***** Excerpt to read *****

The orchestrator spawns specialist sub-agents at runtime. No raw file bytes enter the LLM context — all heavy processing happens inside the sandbox.

Observability — 72+ Typed Lifecycle Hooks

Every LLM call, tool invocation, budget event, memory operation, sandbox execution, and agent spawn fires a typed hook. No patching. No monkey-patching. No log parsing.

from syrin.enums import Hook

agent.events.on(Hook.AGENT_RUN_END,       lambda ctx: metrics.record(ctx.cost, ctx.tokens))
agent.events.on(Hook.BUDGET_THRESHOLD,    lambda ctx: pagerduty.alert(f"Budget at {ctx.percentage}%"))
agent.events.on(Hook.TOOL_CALL_END,       lambda ctx: logger.info(f"Tool {ctx.name} → {ctx.duration_ms}ms"))
agent.events.on(Hook.MEMORY_RECALL,       lambda ctx: trace.span("recall", memories=ctx.count))
agent.events.on(Hook.SANDBOX_EXEC_END,    lambda ctx: print(f"Sandbox {ctx.language} exit={ctx.exit_code} {ctx.duration_ms:.0f}ms"))
agent.events.on(Hook.RLM_SPAWN,           lambda ctx: print(f"Spawned {ctx.agent} at depth {ctx.depth}"))
agent.events.on(Hook.RLM_BUDGET_SPLIT,    lambda ctx: print(f"Child budget: \${ctx.child_budget:.4f}"))

Or enable full tracing with one flag — no code changes:

python my_agent.py --trace

Guardrails — Safety Without Ceremony

from syrin import Agent, Model
from syrin.guardrails import PIIGuardrail, LengthGuardrail, GuardrailChain
from syrin.enums import GuardrailMode

class SafeAgent(Agent):
    model      = Model.OpenAI("gpt-4o-mini", api_key="sk-...")
    guardrails = GuardrailChain([
        PIIGuardrail(redact=True, mode=GuardrailMode.PRE_CALL),   # scrub input
        LengthGuardrail(max_length=4000),                          # cap output
    ])

***** Listed entries *****

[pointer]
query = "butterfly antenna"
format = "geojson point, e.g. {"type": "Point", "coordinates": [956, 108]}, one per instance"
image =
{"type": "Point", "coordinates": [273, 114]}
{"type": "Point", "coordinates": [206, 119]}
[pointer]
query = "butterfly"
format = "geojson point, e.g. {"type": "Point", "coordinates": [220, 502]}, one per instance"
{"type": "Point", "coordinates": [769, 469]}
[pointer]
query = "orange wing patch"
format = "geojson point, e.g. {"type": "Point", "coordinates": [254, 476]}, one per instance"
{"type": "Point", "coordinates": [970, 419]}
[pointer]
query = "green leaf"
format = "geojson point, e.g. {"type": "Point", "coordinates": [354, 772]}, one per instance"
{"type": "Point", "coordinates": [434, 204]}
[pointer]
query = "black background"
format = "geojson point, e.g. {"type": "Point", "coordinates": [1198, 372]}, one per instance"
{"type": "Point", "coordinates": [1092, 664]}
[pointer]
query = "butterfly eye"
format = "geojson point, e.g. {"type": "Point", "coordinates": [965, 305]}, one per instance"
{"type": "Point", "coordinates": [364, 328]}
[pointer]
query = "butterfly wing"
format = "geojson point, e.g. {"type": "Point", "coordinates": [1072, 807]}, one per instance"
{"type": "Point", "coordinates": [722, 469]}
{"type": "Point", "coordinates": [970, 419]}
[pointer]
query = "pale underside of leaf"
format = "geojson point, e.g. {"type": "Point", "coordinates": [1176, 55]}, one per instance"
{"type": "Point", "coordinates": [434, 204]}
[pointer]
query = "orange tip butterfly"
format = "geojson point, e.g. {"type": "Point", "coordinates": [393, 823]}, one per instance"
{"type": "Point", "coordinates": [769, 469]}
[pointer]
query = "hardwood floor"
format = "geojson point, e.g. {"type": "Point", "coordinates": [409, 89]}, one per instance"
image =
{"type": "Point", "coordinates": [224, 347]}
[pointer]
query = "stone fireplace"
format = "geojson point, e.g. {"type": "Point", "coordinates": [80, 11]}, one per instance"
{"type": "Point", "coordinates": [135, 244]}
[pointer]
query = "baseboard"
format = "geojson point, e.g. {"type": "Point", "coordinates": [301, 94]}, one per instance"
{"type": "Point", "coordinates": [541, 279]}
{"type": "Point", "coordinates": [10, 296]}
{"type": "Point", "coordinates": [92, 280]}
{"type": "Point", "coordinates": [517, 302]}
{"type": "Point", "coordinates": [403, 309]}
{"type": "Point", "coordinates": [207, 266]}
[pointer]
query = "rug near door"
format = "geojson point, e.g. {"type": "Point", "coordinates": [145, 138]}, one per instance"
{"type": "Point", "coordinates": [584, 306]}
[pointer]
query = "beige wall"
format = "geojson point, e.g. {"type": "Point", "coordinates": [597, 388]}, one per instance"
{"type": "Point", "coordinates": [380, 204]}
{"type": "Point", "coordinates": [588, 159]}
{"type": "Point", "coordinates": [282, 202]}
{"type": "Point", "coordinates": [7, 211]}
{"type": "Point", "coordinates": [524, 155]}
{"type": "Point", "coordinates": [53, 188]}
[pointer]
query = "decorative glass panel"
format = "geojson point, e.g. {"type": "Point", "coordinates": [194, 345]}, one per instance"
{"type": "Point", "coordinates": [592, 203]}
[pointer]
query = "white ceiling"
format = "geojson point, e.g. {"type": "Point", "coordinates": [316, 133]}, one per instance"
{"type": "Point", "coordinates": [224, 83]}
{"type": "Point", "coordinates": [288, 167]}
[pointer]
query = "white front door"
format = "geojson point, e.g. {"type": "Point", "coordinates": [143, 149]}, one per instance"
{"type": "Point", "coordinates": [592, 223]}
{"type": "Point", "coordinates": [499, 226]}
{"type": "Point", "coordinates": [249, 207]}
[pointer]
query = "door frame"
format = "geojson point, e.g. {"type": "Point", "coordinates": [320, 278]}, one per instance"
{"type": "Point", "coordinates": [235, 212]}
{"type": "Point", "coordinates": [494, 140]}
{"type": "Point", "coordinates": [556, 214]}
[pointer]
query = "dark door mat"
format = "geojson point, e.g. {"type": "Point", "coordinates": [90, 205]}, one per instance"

*****

Problems and tasks >>
(1) Transcribe the part of the excerpt from "Every LLM call, tool" to "ctx: metrics.record(ctx.cost, ctx.tokens))".
(2) According to the excerpt, why do no raw file bytes enter the LLM context?
The rows above are separate material from the excerpt.

Answers given >>
(1)
Every LLM call, tool invocation, budget event, memory operation, sandbox execution, and agent spawn fires a typed hook. No patching. No monkey-patching. No log parsing.

from syrin.enums import Hook

agent.events.on(Hook.AGENT_RUN_END,       lambda ctx: metrics.record(ctx.cost, ctx.tokens))

(2) All heavy processing happens inside the sandbox.